▸ Quoted text:
[start]

I've spent some time on this and I've found an alternative solution.
Although I'm not entirely sure about it but I've attached a patch
nevertheless.
And while poking at that I've found another problem affecting the
unsigned long long division on arm and I've attached a patch for that
too.
More details in the patches themselves. Please review and consider them
for merging! Thank you!
--
Balazs
[PATCH 1/2] Fix slow unsigned long long division on ARM
The macro AEABI_UXDIVMOD expands to this bit:
#define AEABI_UXDIVMOD(name,type, rettype, typemacro) \
...
while (num >= den) { \
...
while ((q << 1) * den <= num && q * den <= typemacro ## _MAX / 2) \
q <<= 1; \
...
With the current ULONG_MAX version the inner loop goes only until 4
billion so the outer loop will progress very slowly if num is large.
With ULLONG_MAX the inner loop works as expected. The current version is
probably a result of a typo.

[end]

▸ Material shown:
[start]

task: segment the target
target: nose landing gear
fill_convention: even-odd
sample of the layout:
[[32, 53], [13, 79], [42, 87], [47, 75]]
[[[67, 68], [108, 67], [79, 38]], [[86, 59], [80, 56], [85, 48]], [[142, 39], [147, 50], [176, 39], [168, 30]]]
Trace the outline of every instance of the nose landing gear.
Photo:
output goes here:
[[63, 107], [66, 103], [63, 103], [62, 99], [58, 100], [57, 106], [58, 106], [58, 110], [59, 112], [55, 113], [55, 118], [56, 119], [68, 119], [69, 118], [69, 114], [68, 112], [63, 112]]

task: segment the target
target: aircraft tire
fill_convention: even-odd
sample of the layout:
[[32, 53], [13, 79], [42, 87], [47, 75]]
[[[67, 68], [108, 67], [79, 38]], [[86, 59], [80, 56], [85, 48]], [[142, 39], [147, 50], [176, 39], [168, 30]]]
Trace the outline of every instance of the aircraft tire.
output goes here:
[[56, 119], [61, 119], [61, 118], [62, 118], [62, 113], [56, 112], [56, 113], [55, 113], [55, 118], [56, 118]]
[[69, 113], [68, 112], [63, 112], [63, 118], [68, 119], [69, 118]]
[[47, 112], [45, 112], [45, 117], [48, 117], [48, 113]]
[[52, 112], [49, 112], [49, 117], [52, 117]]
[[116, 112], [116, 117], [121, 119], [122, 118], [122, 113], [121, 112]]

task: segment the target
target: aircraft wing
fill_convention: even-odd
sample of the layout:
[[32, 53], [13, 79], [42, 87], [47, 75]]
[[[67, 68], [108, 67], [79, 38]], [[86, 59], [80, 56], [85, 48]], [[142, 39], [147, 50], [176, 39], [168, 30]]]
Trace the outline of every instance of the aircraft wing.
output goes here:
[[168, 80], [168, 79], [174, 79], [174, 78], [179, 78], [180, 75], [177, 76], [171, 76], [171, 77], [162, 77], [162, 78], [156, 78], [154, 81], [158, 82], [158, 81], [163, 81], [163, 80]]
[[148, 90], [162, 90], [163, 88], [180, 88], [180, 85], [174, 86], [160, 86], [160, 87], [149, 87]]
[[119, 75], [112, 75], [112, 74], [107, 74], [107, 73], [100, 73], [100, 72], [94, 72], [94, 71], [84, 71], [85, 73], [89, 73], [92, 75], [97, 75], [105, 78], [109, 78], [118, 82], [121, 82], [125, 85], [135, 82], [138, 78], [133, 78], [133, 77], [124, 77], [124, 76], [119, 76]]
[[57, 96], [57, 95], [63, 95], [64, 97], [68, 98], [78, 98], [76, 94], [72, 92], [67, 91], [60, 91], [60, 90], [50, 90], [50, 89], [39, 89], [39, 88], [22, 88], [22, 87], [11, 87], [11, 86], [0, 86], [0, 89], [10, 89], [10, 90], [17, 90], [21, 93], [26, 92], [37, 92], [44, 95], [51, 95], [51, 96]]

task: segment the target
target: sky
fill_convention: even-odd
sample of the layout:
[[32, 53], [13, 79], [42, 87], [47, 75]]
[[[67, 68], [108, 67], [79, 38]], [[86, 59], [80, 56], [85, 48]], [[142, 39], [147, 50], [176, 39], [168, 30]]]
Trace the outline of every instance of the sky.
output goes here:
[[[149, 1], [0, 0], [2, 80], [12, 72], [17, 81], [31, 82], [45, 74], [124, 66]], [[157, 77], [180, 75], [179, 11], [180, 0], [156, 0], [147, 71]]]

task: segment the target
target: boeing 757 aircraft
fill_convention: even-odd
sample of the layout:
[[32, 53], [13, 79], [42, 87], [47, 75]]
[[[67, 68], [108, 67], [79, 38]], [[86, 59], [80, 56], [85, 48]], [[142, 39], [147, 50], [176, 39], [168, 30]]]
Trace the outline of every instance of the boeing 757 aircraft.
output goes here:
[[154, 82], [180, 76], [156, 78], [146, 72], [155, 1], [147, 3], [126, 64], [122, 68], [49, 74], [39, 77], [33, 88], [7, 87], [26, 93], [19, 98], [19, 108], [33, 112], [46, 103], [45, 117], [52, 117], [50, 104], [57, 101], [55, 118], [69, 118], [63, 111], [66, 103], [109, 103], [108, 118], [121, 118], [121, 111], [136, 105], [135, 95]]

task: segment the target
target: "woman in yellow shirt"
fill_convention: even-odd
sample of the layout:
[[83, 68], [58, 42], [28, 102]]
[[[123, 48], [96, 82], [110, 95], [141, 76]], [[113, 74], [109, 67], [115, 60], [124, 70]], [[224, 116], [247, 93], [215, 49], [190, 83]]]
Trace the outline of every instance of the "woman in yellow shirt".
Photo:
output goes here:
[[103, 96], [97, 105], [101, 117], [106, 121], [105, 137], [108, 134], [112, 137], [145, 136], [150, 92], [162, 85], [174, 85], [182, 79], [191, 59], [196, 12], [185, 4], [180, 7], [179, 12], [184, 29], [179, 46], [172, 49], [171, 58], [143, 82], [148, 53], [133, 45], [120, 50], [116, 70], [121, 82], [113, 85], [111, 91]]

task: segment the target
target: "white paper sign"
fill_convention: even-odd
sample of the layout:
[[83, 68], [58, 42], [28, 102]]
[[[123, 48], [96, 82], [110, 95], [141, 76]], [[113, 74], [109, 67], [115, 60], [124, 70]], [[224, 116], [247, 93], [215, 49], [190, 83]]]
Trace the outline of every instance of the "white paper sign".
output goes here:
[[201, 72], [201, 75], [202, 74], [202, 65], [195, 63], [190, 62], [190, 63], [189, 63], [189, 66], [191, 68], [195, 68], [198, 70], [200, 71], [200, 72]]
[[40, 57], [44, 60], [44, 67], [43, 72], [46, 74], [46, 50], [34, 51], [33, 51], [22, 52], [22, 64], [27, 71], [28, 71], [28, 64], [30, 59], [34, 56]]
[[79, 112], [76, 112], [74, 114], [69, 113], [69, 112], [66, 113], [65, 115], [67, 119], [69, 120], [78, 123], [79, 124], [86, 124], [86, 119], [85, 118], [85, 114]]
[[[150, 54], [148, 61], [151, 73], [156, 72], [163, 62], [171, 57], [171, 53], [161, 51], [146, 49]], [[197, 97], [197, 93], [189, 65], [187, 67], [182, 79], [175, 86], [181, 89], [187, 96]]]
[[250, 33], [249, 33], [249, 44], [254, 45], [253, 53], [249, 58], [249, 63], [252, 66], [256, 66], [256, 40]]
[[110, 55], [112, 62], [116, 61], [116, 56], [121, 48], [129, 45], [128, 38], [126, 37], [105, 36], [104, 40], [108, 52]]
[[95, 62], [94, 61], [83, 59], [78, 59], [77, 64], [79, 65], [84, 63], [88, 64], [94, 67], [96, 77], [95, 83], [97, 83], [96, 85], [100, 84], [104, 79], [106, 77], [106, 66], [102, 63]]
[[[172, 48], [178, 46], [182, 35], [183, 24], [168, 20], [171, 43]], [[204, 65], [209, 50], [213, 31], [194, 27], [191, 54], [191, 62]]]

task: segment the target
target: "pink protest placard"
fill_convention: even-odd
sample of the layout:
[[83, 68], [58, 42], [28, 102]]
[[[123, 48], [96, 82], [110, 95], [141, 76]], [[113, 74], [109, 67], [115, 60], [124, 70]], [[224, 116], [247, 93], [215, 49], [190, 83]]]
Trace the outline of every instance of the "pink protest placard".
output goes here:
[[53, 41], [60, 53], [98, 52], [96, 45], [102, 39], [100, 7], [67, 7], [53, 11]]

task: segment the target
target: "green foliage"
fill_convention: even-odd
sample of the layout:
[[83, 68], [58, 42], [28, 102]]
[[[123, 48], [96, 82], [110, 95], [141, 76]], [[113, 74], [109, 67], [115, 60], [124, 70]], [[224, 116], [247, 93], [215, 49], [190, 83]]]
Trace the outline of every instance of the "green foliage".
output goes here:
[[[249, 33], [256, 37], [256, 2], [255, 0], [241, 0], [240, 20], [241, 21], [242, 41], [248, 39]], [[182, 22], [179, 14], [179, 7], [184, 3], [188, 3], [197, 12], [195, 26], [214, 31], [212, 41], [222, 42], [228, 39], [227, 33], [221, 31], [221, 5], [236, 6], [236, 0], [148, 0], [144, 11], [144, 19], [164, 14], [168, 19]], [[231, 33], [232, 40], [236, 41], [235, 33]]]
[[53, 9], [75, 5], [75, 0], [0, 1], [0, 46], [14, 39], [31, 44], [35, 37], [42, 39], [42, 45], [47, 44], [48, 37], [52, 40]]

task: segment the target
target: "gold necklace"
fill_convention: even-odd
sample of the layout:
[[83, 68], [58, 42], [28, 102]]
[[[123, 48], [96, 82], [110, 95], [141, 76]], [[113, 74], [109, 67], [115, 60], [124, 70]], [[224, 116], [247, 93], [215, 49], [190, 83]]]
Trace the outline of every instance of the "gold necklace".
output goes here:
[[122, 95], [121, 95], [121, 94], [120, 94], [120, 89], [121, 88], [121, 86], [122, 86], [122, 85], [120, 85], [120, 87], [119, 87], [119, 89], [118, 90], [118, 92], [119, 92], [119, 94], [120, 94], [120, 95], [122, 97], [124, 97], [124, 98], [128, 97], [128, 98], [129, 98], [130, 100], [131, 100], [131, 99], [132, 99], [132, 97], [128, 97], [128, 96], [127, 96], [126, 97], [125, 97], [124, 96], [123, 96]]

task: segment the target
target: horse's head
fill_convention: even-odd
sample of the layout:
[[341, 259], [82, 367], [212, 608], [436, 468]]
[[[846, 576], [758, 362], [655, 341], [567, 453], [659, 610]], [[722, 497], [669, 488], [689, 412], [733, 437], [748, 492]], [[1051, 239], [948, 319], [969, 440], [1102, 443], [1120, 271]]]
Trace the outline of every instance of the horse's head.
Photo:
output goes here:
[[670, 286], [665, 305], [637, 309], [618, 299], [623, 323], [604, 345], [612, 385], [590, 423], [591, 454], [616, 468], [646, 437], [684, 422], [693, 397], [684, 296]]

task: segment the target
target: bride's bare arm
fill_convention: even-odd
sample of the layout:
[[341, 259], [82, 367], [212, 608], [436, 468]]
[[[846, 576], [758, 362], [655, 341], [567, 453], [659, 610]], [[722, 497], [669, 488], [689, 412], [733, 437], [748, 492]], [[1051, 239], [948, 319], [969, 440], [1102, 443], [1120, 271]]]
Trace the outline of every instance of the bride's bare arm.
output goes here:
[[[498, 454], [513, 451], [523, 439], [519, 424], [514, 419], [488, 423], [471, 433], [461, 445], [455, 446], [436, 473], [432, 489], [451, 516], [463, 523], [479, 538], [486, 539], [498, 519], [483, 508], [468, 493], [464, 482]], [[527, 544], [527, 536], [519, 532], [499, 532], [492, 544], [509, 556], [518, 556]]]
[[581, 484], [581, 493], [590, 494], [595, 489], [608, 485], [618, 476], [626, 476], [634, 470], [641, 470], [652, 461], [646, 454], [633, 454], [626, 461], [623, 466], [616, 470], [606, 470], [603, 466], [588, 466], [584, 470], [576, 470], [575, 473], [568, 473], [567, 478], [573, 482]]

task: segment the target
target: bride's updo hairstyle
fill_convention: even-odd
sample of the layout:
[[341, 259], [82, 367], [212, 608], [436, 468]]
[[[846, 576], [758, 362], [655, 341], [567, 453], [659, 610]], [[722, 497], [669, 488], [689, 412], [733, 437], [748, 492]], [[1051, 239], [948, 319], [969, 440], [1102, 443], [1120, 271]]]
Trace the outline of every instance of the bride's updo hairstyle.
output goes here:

[end]

Using the patch message, decide whether each statement agrees with it: (a) the writer attached only one patch, (b) with the current ULONG_MAX version the inner loop goes only until 4 billion, (c) the writer is entirely sure about the alternative solution. For each, answer yes or no and quote the deciding words. You can leave the lines out of this work.

(a) No: "I've attached a patch for that too"
(b) Yes: "the inner loop goes only until 4 billion"
(c) No: "I'm not entirely sure about it"